--- Start EXTRACTED INFORMATION ---
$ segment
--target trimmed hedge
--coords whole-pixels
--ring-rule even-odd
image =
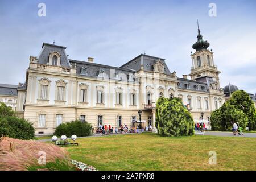
[[[85,136],[92,134],[92,125],[87,122],[72,121],[71,122],[61,123],[59,125],[54,132],[54,135],[58,136],[65,135],[68,137],[72,135],[77,136]]]
[[[0,135],[19,139],[32,139],[35,135],[32,123],[15,117],[0,117]]]

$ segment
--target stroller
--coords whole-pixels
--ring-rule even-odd
[[[243,131],[242,130],[242,127],[239,126],[238,122],[237,122],[237,125],[238,125],[238,134],[243,135]]]

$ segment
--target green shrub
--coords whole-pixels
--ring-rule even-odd
[[[56,129],[54,135],[71,136],[76,135],[77,136],[85,136],[90,135],[92,134],[92,125],[87,122],[81,122],[80,121],[73,121],[71,122],[60,124]]]
[[[20,139],[31,139],[35,135],[32,123],[15,117],[0,117],[0,135]]]
[[[156,127],[162,136],[191,135],[194,134],[191,114],[178,98],[161,97],[158,100]]]

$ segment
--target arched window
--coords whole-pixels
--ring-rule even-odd
[[[52,57],[52,65],[56,66],[57,64],[57,61],[58,61],[58,57],[57,57],[57,56],[54,55]]]
[[[207,55],[207,63],[208,63],[208,65],[210,66],[210,56],[209,55]]]
[[[81,69],[81,75],[87,75],[87,69],[86,68],[82,68]]]
[[[148,92],[147,93],[147,104],[148,105],[151,105],[151,93]]]
[[[170,94],[170,98],[174,98],[174,94],[173,94],[171,93],[171,94]]]
[[[200,56],[197,56],[197,65],[199,67],[201,67],[201,59]]]

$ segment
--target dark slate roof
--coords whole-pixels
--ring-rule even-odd
[[[18,96],[18,85],[0,84],[0,95]]]
[[[207,92],[208,90],[208,86],[207,85],[207,83],[203,82],[198,81],[194,81],[188,79],[184,79],[182,78],[177,78],[177,80],[180,82],[181,87],[178,87],[179,89],[186,89],[188,90],[193,90],[193,91],[201,91],[201,92]],[[187,84],[189,84],[189,88],[187,88]],[[196,89],[196,86],[198,86],[198,90]],[[204,90],[203,88],[205,88],[205,90]]]
[[[135,71],[141,69],[141,65],[142,64],[144,71],[153,71],[153,65],[157,61],[160,60],[164,65],[164,73],[167,75],[171,75],[169,69],[164,61],[164,59],[160,57],[141,54],[131,60],[125,63],[120,68],[129,68]]]
[[[64,67],[70,67],[68,56],[65,52],[66,47],[55,44],[43,43],[41,52],[38,57],[38,63],[46,64],[49,61],[49,54],[50,52],[56,51],[61,55],[60,57],[60,64]]]
[[[76,65],[76,73],[84,77],[97,77],[99,71],[103,71],[104,73],[106,74],[110,78],[114,78],[115,76],[115,74],[116,73],[119,73],[120,74],[123,73],[125,75],[125,76],[127,77],[129,74],[134,74],[135,72],[134,70],[131,70],[130,69],[125,69],[72,59],[69,59],[69,60],[72,67],[74,67],[75,65]],[[86,68],[87,75],[81,75],[81,71],[82,68]],[[113,72],[110,72],[111,69],[113,70]],[[122,75],[121,75],[121,77],[122,77]]]

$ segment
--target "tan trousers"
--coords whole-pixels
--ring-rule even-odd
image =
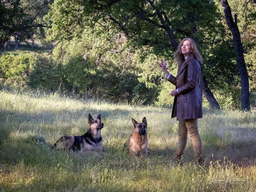
[[[185,119],[179,121],[179,141],[175,158],[179,160],[187,145],[188,133],[192,140],[195,160],[197,161],[203,157],[202,141],[197,128],[197,119]]]

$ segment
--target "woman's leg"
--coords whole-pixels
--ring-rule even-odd
[[[183,151],[187,145],[187,141],[188,140],[188,129],[186,126],[185,120],[179,121],[178,124],[179,140],[174,157],[174,159],[177,160],[178,162],[180,159],[180,157],[183,153]]]
[[[198,131],[197,119],[186,119],[185,122],[188,135],[192,140],[195,160],[197,162],[202,161],[203,159],[203,145]]]

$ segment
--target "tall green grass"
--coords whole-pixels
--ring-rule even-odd
[[[103,151],[52,150],[60,136],[87,131],[102,117]],[[194,163],[189,138],[182,167],[172,168],[178,123],[171,111],[43,92],[0,91],[0,191],[255,191],[256,114],[205,110],[199,121],[206,166]],[[123,151],[131,118],[147,118],[145,159]]]

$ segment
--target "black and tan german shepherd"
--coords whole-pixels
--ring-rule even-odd
[[[88,131],[81,136],[66,135],[59,139],[53,148],[68,150],[68,152],[87,151],[102,151],[102,139],[100,130],[104,124],[101,123],[101,116],[99,114],[93,119],[90,114],[88,115]]]

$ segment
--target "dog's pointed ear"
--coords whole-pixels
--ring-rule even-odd
[[[89,113],[88,115],[88,123],[90,124],[93,119],[93,118],[92,117],[92,116],[91,115],[91,114]]]
[[[98,116],[97,117],[97,119],[99,119],[100,121],[101,120],[101,115],[100,114],[99,114]]]
[[[144,123],[146,125],[146,127],[148,127],[148,125],[147,124],[147,119],[146,119],[146,117],[144,117],[143,118],[143,119],[142,120],[142,122]]]
[[[138,124],[138,122],[136,121],[133,118],[132,118],[132,123],[133,124],[133,126],[134,128],[136,127],[136,125]]]

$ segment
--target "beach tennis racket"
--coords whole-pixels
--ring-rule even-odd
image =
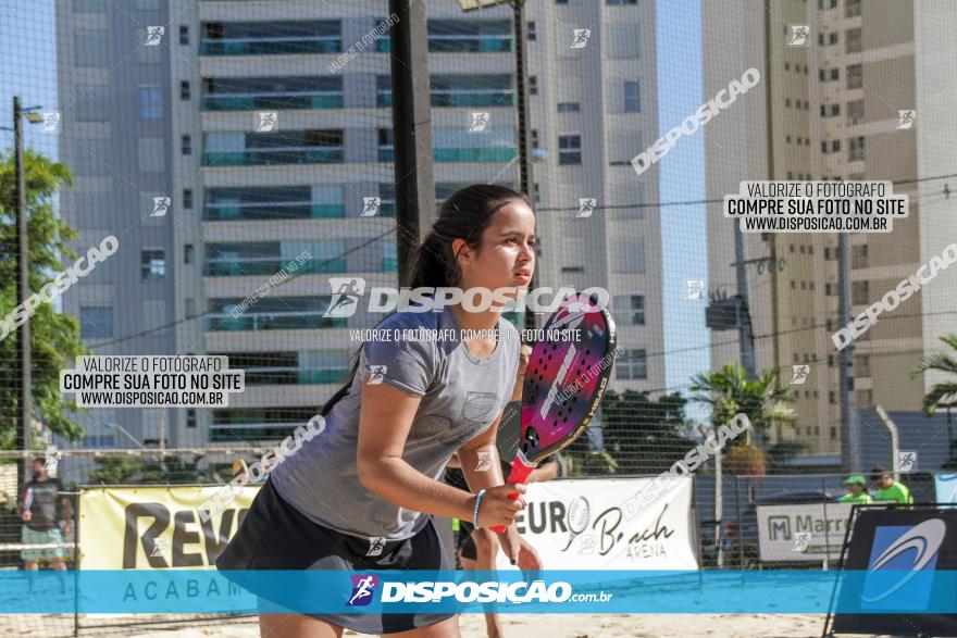
[[[561,303],[543,329],[545,339],[532,348],[525,371],[519,445],[506,483],[524,483],[543,459],[582,436],[611,375],[616,334],[606,309],[576,295]],[[577,330],[579,340],[561,338],[562,330]],[[492,527],[498,534],[505,529]]]

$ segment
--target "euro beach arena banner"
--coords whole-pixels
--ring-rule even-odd
[[[625,508],[654,480],[533,483],[527,508],[515,516],[519,534],[549,570],[697,570],[689,476],[674,478],[642,508]],[[496,566],[517,570],[501,553]]]

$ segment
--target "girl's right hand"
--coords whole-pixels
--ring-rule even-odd
[[[521,483],[499,485],[486,488],[478,505],[478,527],[508,526],[514,521],[515,514],[525,509],[521,495],[526,488]],[[509,498],[518,493],[519,498]],[[474,504],[473,504],[474,509]]]

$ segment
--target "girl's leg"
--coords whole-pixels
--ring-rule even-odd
--- End EXTRACTED INFORMATION ---
§ WHAT TO WORK ON:
Print the lines from the start of the records through the line containing "[[[200,56],[197,56],[197,65],[199,67],[201,67],[201,59]]]", keeping both ends and copying every line exactly, but leave the pictures out of your answer.

§ SOLUTION TO THIS PROBLEM:
$ segment
--target trimmed hedge
--coords whole-pixels
--ring-rule even-odd
image =
[[[85,136],[92,134],[92,125],[87,122],[72,121],[71,122],[61,123],[59,125],[54,132],[54,135],[58,136],[65,135],[68,137],[72,135],[77,136]]]
[[[0,135],[19,139],[32,139],[35,135],[32,123],[15,117],[0,117]]]

$ segment
--target stroller
--coords whole-pixels
--ring-rule even-odd
[[[243,131],[242,130],[242,127],[239,126],[238,122],[237,122],[237,125],[238,125],[238,134],[243,135]]]

$ segment
--target green shrub
--coords whole-pixels
--ring-rule even-odd
[[[56,129],[54,135],[71,136],[76,135],[77,136],[85,136],[90,135],[92,134],[92,125],[87,122],[81,122],[80,121],[73,121],[71,122],[60,124]]]
[[[20,139],[31,139],[35,135],[32,123],[15,117],[0,117],[0,135]]]
[[[156,127],[162,136],[191,135],[194,134],[191,114],[178,98],[161,97],[158,100]]]

$ segment
--target arched window
--coords whole-pixels
--ring-rule even-odd
[[[52,57],[52,65],[56,66],[57,64],[57,61],[58,61],[58,57],[57,57],[57,56],[54,55]]]
[[[207,55],[207,63],[208,63],[208,65],[210,66],[210,56],[209,55]]]
[[[81,69],[81,75],[87,75],[87,69],[86,68],[82,68]]]
[[[148,92],[147,93],[147,104],[148,105],[151,105],[151,93]]]
[[[170,94],[170,98],[174,98],[174,94],[173,94],[171,93],[171,94]]]
[[[200,56],[197,56],[197,65],[199,67],[201,67],[201,59]]]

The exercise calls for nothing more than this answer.